■ **How to complete this task**
Set out the records again, keeping every word as it is.

○ ○ ○ ○ ○ ○ ○

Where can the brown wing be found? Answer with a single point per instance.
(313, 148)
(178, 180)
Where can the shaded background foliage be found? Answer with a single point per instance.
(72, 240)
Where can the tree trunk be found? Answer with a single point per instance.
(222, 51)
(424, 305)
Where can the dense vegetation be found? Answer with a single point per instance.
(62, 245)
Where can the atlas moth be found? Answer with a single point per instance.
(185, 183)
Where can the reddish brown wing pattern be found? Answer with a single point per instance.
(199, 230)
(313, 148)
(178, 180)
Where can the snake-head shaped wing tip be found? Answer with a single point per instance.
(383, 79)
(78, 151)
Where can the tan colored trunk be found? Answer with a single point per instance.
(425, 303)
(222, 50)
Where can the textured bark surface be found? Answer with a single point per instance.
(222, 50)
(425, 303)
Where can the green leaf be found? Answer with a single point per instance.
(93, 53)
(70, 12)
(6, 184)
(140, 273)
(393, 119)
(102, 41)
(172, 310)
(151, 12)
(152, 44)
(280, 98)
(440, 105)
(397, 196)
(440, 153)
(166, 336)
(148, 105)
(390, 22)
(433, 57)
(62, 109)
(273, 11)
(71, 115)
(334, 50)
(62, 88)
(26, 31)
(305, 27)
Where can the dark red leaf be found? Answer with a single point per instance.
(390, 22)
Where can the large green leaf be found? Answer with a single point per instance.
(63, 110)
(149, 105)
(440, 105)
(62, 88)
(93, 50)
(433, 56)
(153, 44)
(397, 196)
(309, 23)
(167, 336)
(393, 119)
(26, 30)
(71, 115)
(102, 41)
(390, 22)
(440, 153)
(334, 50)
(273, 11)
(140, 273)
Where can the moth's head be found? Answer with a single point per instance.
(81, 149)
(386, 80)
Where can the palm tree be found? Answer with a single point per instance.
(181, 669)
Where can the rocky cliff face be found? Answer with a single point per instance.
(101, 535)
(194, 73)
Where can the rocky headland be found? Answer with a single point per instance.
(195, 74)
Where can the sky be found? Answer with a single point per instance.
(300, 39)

○ ○ ○ ○ ○ ○ ○

■ **Task response**
Where can the brown wing be found? Answer with a single point per instance.
(313, 148)
(178, 180)
Where can the shaded background foliage be found? Answer with a single point per instance.
(72, 240)
Where can the tree trunk be found? Answer with a single point per instance.
(222, 51)
(424, 305)
Where can the dense vegetation be found? Answer with a single point per instance.
(62, 245)
Where can the atlas moth be found? Answer with a single point per instance.
(185, 183)
Where can the reddish brown wing pattern be found? Answer with a single point per instance.
(199, 230)
(313, 148)
(178, 180)
Where can the snake-head shaped wing tip be found? Answer with a single point per instance.
(383, 79)
(78, 151)
Where can the tan colored trunk be found? Answer with a single point per instance.
(425, 303)
(222, 50)
Where can the textured bark surface be found? Answer with a single point per instance.
(222, 50)
(425, 303)
Where can the green leaf be found? Answer with a single point per instance.
(93, 53)
(70, 12)
(6, 184)
(140, 273)
(393, 119)
(102, 41)
(172, 310)
(151, 12)
(152, 44)
(280, 98)
(440, 105)
(397, 196)
(440, 153)
(166, 336)
(148, 105)
(390, 22)
(433, 57)
(62, 109)
(273, 11)
(71, 115)
(334, 50)
(62, 88)
(26, 31)
(305, 27)
Where can the dark red leaf be found? Answer with a single point per instance.
(390, 22)
Where can the large green leaf be found? Answer with a single point per instance.
(63, 110)
(149, 105)
(440, 105)
(62, 88)
(93, 50)
(433, 56)
(153, 44)
(397, 196)
(309, 23)
(167, 336)
(393, 119)
(26, 30)
(71, 115)
(102, 41)
(390, 22)
(440, 153)
(334, 50)
(273, 11)
(140, 273)
Where can the moth's head be found? Answer with a single point per instance.
(81, 149)
(386, 80)
Where can the palm tree be found? Answer with a single point per instance.
(181, 669)
Where can the rocky cliff face be found? Answer with a single point per instance.
(101, 535)
(194, 73)
Where can the rocky headland be found? Answer with a single point per instance.
(195, 74)
Where can the sky be found? Answer with a single point per instance.
(300, 39)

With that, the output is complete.